(PROBLEM TO SOLVE) Rewrite all of the lines below so that every occurrence of "locate" becomes "point_to", with nothing else altered. Leave the pictures out of the rewritten version.
** begin EXERCISE MATERIALS **
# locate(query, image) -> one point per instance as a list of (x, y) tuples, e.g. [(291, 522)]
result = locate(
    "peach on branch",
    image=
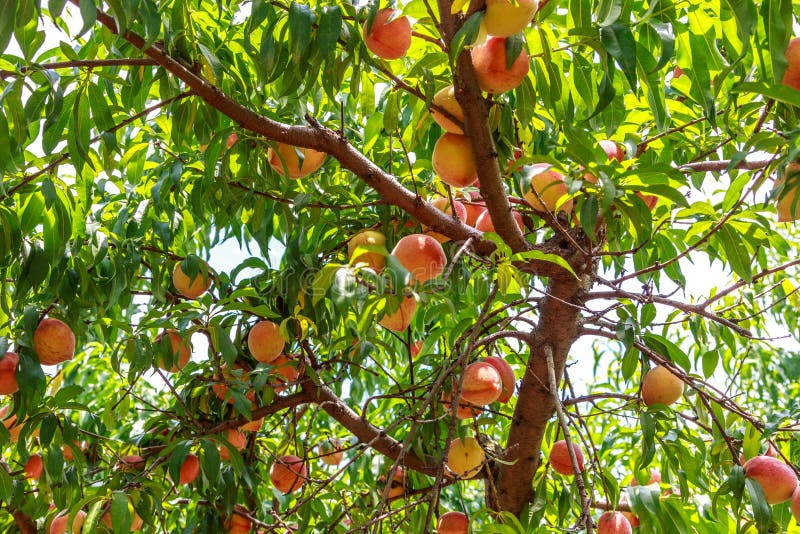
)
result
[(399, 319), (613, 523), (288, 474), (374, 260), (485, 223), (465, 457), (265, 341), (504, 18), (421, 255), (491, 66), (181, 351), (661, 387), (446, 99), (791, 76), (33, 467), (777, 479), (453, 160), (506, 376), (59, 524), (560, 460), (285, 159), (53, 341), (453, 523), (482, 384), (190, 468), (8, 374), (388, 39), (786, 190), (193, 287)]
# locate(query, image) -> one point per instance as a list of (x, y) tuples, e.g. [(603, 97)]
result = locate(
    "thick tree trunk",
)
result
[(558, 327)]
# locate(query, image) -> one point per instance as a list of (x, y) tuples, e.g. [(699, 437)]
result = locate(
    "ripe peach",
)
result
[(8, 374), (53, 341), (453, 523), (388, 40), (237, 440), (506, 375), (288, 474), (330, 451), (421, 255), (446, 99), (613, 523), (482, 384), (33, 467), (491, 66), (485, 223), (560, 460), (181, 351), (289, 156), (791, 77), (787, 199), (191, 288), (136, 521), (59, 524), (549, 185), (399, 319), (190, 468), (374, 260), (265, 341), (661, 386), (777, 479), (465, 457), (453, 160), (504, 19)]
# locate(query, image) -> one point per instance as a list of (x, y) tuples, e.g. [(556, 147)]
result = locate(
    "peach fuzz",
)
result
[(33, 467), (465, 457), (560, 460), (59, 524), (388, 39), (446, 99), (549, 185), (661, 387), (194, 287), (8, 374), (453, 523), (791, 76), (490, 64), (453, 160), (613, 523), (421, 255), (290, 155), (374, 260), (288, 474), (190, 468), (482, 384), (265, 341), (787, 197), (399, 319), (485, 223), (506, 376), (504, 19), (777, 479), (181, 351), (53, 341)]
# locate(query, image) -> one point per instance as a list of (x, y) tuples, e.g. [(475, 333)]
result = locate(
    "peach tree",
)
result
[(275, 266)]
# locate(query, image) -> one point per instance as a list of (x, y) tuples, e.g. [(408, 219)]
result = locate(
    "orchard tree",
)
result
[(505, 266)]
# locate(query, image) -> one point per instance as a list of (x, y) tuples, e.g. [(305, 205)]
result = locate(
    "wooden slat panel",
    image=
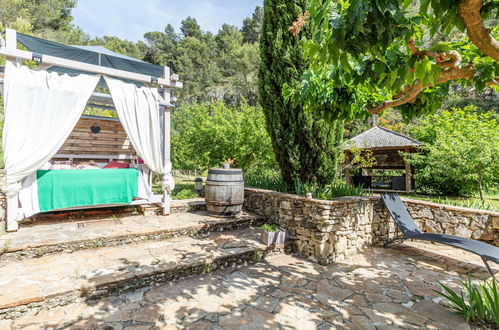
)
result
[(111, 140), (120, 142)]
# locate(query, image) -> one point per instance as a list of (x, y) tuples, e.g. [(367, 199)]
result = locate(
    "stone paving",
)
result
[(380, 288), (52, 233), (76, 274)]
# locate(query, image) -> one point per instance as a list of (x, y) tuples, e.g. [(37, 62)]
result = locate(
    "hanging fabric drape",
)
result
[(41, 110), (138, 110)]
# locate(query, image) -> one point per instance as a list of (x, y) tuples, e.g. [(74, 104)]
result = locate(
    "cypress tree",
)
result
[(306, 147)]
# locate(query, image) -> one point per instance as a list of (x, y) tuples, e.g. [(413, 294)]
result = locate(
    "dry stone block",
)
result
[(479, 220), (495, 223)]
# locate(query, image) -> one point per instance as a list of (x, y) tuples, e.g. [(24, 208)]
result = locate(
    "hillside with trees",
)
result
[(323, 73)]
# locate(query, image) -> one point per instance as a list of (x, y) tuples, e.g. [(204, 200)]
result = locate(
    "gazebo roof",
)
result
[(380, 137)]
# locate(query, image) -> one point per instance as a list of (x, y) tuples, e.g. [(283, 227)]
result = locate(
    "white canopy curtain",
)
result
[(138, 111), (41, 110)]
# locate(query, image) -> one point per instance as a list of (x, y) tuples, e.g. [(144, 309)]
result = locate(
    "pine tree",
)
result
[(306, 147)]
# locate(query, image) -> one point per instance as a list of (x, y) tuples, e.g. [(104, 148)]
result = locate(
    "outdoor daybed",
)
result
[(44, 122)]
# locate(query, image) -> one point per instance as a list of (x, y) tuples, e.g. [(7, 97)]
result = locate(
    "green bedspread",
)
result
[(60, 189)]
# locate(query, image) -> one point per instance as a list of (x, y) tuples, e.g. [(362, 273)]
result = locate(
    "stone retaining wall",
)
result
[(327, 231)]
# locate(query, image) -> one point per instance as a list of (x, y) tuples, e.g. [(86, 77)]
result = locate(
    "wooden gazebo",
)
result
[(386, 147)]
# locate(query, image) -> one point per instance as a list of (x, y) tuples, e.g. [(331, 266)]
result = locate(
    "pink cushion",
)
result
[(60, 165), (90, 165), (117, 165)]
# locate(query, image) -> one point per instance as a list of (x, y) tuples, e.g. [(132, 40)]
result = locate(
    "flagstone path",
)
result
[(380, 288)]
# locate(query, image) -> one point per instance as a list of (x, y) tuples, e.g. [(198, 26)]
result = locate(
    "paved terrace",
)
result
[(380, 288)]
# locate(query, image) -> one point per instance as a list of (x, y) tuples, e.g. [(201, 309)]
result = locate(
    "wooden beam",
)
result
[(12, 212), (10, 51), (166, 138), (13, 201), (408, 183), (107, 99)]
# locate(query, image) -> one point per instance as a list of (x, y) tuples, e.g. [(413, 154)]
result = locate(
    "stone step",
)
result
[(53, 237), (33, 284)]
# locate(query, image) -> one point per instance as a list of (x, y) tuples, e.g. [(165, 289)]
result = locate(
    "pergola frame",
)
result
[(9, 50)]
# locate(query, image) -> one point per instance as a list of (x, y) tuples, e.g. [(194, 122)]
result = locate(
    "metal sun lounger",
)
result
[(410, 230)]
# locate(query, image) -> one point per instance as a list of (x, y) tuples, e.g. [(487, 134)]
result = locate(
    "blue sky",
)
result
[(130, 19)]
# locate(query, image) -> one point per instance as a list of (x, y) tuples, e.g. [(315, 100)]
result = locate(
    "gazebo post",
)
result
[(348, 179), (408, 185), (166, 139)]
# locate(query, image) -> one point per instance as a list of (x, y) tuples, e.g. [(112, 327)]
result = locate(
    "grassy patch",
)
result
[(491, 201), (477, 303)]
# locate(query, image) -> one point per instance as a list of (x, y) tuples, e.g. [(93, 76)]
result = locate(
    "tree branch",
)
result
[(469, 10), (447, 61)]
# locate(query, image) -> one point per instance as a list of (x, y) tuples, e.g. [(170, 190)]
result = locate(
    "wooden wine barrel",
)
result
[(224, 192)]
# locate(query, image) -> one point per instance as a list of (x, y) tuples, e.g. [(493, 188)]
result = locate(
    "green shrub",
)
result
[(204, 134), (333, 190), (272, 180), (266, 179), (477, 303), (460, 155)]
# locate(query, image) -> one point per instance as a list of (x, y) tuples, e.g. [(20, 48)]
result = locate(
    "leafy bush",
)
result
** end EXERCISE MATERIALS **
(SOLUTION)
# point_to(query, image) -> one point per instance as a list of (x, y) tuples, e.g. [(291, 522)]
result = point_to(
    "peach on branch",
    image=
)
result
[(399, 319), (613, 523), (288, 474), (374, 260), (485, 223), (465, 457), (265, 341), (504, 18), (421, 255), (491, 66), (181, 351), (661, 387), (446, 99), (791, 76), (33, 467), (777, 479), (453, 160), (506, 376), (59, 524), (560, 460), (285, 159), (53, 341), (453, 523), (482, 384), (190, 468), (8, 374), (388, 39), (786, 190), (193, 287)]
# point_to(query, image) -> one point per instance as a list of (x, y) tuples, e.g. [(603, 97)]
result = point_to(
    "thick tree trunk",
)
result
[(558, 327)]
# point_to(query, image) -> one point per instance as a list of (x, y) tuples, e.g. [(699, 437)]
result = point_to(
    "ripe peach",
)
result
[(8, 374), (53, 341), (453, 523), (388, 40), (237, 440), (506, 375), (288, 474), (330, 451), (421, 255), (446, 99), (613, 523), (482, 384), (33, 467), (491, 66), (485, 223), (560, 460), (181, 351), (289, 156), (791, 77), (787, 199), (191, 288), (136, 521), (59, 524), (549, 185), (399, 319), (190, 468), (374, 260), (265, 341), (661, 386), (777, 479), (465, 457), (453, 160), (504, 19)]
# point_to(query, image) -> one point per instance as a list of (x, y) tuples, e.g. [(556, 147)]
result = point_to(
    "peach fuzz",
)
result
[(33, 467), (465, 457), (560, 460), (59, 524), (388, 39), (446, 99), (549, 185), (661, 387), (194, 287), (8, 374), (453, 523), (791, 76), (490, 64), (453, 160), (613, 523), (421, 255), (290, 155), (374, 260), (288, 474), (190, 468), (482, 384), (265, 341), (787, 197), (399, 319), (485, 223), (506, 376), (504, 19), (777, 479), (181, 351), (53, 341)]
# point_to(query, image) -> one point per instance as a list of (x, y) tuples, e.g. [(475, 333)]
result = point_to(
    "peach tree",
)
result
[(275, 266)]
# point_to(query, image) -> one point per instance as a list of (x, y) tuples, e.g. [(408, 219)]
result = point_to(
    "orchard tree",
)
result
[(505, 266)]
# point_to(query, image) -> one point per instance as a list of (x, y) tuples, e.g. [(305, 205)]
result = point_to(
    "wooden slat panel",
    image=
)
result
[(111, 140), (120, 142)]
# point_to(query, image) -> one point per instance as a list of (x, y) tuples, e.g. [(367, 199)]
result = point_to(
    "stone paving",
)
result
[(380, 288), (52, 233), (76, 274)]
# point_to(query, image) -> one point per instance as a list of (x, y) tuples, e.g. [(37, 62)]
result = point_to(
    "hanging fabric drape",
)
result
[(41, 110), (138, 110)]
# point_to(query, image) -> one point per instance as a list of (x, y) tuples, e.g. [(74, 104)]
result = point_to(
    "cypress tree",
)
result
[(306, 147)]
# point_to(query, image) -> one point per instance as a list of (x, y) tuples, e.g. [(413, 294)]
result = point_to(
    "dry stone block",
)
result
[(479, 220), (495, 223)]
# point_to(query, image) -> one point per instance as a list of (x, y) tuples, e.g. [(24, 208)]
result = point_to(
    "hillside with trees",
)
result
[(323, 73)]
# point_to(query, image) -> one point per instance as a list of (x, y) tuples, e.g. [(204, 200)]
result = point_to(
    "gazebo roof",
)
result
[(380, 137)]
# point_to(query, image) -> one point per instance as a list of (x, y) tuples, e.g. [(283, 227)]
result = point_to(
    "white canopy curtain",
)
result
[(138, 111), (41, 110)]
# point_to(query, image) -> one point per instance as a list of (x, y) tuples, e.g. [(144, 309)]
result = point_to(
    "pine tree",
)
result
[(306, 147)]
# point_to(query, image) -> one point per instance as a list of (x, y) tuples, e.g. [(104, 148)]
result = point_to(
    "outdoor daybed",
)
result
[(44, 122)]
# point_to(query, image) -> one point per instance as a list of (x, y) tuples, e.g. [(7, 97)]
result = point_to(
    "green bedspread",
)
result
[(60, 189)]
# point_to(query, image) -> one point per instance as a list of (x, y) tuples, e.g. [(362, 273)]
result = point_to(
    "stone retaining wall",
)
result
[(327, 231)]
# point_to(query, image) -> one point per instance as a list of (x, y) tuples, e.g. [(86, 77)]
result = point_to(
    "wooden gazebo",
)
result
[(386, 147)]
# point_to(query, image) -> one point per instance as a list of (x, y) tuples, e.g. [(331, 266)]
result = point_to(
    "pink cushion",
)
result
[(60, 165), (90, 165), (117, 165)]
# point_to(query, image) -> one point per instance as a list of (x, y) tuples, e.g. [(132, 40)]
result = point_to(
    "flagstone path",
)
result
[(380, 288)]
# point_to(query, image) -> one point per instance as a list of (x, y) tuples, e.g. [(198, 26)]
result = point_to(
    "paved terrace",
)
result
[(380, 288)]
# point_to(query, image) -> one point per instance as a list of (x, y) tuples, e.g. [(201, 309)]
result = point_to(
    "wooden beam",
)
result
[(12, 212), (10, 51), (166, 138), (13, 201), (408, 183), (107, 99)]
# point_to(query, image) -> one point per instance as a list of (x, y) tuples, e.g. [(413, 154)]
result = point_to(
    "stone step",
)
result
[(53, 237), (33, 284)]
# point_to(query, image) -> one point per instance as a list of (x, y) tuples, e.g. [(165, 289)]
result = point_to(
    "pergola frame",
)
result
[(9, 50)]
# point_to(query, image) -> one point per instance as a list of (x, y) tuples, e.g. [(194, 122)]
result = point_to(
    "metal sun lounger",
)
result
[(410, 230)]
# point_to(query, image) -> one point per instance as a list of (x, y) tuples, e.g. [(487, 134)]
result = point_to(
    "blue sky",
)
result
[(130, 19)]
# point_to(query, image) -> one point per instance as a list of (x, y) tuples, e.g. [(315, 100)]
result = point_to(
    "gazebo post",
)
result
[(348, 179), (408, 185), (166, 139)]
# point_to(query, image) -> one point per instance as a list of (x, y) tuples, e.g. [(112, 327)]
result = point_to(
    "grassy patch",
)
result
[(491, 201), (477, 303)]
# point_to(query, image) -> one point per instance as a list of (x, y) tuples, e.g. [(93, 76)]
result = point_to(
    "tree branch",
)
result
[(469, 10), (447, 61)]
# point_to(query, image) -> one point per instance as a list of (x, y) tuples, e.g. [(170, 190)]
result = point_to(
    "wooden wine barrel",
)
result
[(224, 192)]
# point_to(query, image) -> one point per instance as a list of (x, y) tuples, e.g. [(493, 188)]
result = point_to(
    "green shrub",
)
result
[(204, 134), (333, 190), (272, 180), (266, 179), (477, 303), (460, 155)]
# point_to(query, image) -> one point per instance as a list of (x, y) tuples, e.g. [(20, 48)]
result = point_to(
    "leafy bush",
)
result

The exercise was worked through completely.